__Exercise description__. Below are the entries; output exactly the lines from the one containing "Can you see the tiger" through the final line, inclusive.

__Given records__.
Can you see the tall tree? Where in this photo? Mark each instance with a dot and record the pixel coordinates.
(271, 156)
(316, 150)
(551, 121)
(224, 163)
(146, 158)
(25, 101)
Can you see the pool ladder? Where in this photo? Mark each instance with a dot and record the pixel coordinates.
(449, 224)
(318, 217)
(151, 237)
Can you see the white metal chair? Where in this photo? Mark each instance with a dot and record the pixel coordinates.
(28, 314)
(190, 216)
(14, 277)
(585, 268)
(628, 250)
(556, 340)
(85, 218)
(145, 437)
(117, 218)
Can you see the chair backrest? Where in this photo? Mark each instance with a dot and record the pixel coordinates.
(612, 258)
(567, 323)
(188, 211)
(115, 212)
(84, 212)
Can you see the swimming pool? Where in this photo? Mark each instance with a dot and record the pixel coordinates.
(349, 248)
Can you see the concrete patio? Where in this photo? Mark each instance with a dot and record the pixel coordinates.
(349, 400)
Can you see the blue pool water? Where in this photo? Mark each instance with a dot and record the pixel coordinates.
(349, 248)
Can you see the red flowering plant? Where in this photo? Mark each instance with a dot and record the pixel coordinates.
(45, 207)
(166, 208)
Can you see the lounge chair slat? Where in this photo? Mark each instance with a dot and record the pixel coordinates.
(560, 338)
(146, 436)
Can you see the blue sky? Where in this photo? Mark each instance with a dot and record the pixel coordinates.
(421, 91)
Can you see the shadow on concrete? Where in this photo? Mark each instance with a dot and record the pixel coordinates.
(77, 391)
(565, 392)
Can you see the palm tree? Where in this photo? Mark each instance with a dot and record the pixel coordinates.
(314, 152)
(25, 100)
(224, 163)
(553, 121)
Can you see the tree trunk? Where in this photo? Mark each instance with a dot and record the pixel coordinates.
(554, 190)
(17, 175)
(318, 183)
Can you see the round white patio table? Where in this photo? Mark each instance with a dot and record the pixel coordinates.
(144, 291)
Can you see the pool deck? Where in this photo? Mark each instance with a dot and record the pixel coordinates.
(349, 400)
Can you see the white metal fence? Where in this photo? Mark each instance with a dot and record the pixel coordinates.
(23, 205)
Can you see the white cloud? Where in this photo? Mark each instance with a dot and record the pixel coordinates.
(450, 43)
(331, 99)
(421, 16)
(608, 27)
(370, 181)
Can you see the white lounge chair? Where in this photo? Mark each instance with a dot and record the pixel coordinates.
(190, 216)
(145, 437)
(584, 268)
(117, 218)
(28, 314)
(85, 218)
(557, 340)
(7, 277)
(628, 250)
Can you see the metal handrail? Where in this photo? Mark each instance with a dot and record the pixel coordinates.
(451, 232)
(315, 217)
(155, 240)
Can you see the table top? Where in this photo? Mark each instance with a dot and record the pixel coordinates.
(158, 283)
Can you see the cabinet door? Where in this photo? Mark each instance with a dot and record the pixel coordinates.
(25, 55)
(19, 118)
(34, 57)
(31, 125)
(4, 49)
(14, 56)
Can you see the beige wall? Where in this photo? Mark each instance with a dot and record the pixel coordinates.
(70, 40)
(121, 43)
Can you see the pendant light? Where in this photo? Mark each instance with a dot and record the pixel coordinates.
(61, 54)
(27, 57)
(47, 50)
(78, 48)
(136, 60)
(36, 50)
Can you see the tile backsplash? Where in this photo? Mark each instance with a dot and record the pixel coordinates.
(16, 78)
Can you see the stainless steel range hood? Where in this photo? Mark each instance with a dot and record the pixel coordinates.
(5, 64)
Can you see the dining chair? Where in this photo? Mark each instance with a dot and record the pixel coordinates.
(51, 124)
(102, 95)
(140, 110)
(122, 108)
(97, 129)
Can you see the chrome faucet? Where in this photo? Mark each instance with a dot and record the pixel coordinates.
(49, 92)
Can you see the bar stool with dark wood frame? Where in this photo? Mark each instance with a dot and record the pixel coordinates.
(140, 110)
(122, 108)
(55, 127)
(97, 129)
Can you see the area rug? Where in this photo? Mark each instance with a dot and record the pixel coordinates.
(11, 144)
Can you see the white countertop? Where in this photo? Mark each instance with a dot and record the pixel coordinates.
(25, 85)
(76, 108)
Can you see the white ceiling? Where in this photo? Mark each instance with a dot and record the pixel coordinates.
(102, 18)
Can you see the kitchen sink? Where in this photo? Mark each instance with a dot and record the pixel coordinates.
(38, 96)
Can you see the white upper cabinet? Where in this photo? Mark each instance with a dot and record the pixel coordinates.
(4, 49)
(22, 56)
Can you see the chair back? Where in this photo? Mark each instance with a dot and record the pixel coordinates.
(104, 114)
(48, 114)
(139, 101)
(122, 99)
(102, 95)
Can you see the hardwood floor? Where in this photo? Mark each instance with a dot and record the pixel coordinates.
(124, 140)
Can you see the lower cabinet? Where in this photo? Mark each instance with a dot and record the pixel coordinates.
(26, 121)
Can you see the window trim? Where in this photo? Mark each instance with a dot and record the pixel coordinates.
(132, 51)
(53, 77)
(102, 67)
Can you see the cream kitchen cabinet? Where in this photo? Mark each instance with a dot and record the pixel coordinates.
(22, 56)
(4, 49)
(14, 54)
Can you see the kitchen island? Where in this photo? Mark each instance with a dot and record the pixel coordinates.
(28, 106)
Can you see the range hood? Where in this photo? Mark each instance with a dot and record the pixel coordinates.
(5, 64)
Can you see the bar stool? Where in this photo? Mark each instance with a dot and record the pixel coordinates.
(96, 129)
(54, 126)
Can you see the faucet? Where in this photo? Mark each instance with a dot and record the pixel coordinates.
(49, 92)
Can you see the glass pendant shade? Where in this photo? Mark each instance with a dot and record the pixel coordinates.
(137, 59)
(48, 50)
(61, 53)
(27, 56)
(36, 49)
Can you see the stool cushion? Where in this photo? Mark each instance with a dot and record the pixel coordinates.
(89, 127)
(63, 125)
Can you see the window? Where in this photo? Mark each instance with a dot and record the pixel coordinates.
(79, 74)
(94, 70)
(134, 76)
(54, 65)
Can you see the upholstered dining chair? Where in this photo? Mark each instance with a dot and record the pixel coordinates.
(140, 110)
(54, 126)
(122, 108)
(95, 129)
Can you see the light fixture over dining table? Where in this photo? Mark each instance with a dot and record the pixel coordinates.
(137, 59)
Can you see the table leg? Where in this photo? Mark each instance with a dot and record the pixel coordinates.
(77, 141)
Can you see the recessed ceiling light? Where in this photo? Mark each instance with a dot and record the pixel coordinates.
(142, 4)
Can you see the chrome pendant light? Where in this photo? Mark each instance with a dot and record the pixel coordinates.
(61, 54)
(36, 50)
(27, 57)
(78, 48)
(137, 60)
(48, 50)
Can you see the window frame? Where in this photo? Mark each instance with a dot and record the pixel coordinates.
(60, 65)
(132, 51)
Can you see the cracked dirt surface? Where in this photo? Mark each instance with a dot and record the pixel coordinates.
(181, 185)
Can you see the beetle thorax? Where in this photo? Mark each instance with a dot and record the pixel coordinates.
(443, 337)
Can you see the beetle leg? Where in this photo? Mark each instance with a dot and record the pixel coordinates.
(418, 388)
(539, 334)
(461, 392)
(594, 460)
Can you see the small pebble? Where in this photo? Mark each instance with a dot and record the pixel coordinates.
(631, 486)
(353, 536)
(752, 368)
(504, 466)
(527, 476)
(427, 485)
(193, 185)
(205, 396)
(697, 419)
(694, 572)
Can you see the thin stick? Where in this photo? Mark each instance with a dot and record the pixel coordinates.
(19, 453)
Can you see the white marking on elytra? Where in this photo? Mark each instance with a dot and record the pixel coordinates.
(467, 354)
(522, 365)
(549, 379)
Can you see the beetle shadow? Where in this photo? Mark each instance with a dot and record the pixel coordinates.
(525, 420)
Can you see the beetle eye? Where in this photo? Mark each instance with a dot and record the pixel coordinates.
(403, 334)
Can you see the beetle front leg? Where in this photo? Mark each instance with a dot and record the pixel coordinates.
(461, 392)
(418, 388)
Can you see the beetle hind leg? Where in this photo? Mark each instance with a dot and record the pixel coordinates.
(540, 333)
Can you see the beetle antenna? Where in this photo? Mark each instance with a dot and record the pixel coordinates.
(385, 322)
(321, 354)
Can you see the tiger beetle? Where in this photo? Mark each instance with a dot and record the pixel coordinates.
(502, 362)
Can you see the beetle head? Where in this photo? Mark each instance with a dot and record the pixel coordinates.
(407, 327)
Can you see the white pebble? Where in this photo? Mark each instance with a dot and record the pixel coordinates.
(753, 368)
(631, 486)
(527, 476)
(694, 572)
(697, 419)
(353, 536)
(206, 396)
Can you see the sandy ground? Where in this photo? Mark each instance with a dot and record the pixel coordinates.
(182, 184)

__Task solution__.
Can you see the tiger beetle? Where in this photo? Mark each instance with a dot and record the pixel coordinates.
(502, 362)
Can you see the beetle head? Where in this photo? Mark each instance with a dot and record the pixel coordinates.
(407, 327)
Can you see the white pebble? Where in this photo? Mark each instance with a dot and record the pixel coordinates.
(753, 368)
(631, 486)
(527, 476)
(694, 572)
(697, 419)
(353, 536)
(206, 396)
Can you see the sandy ground? Where in this photo? Mark each instance with a dot and record the pixel coordinates.
(182, 184)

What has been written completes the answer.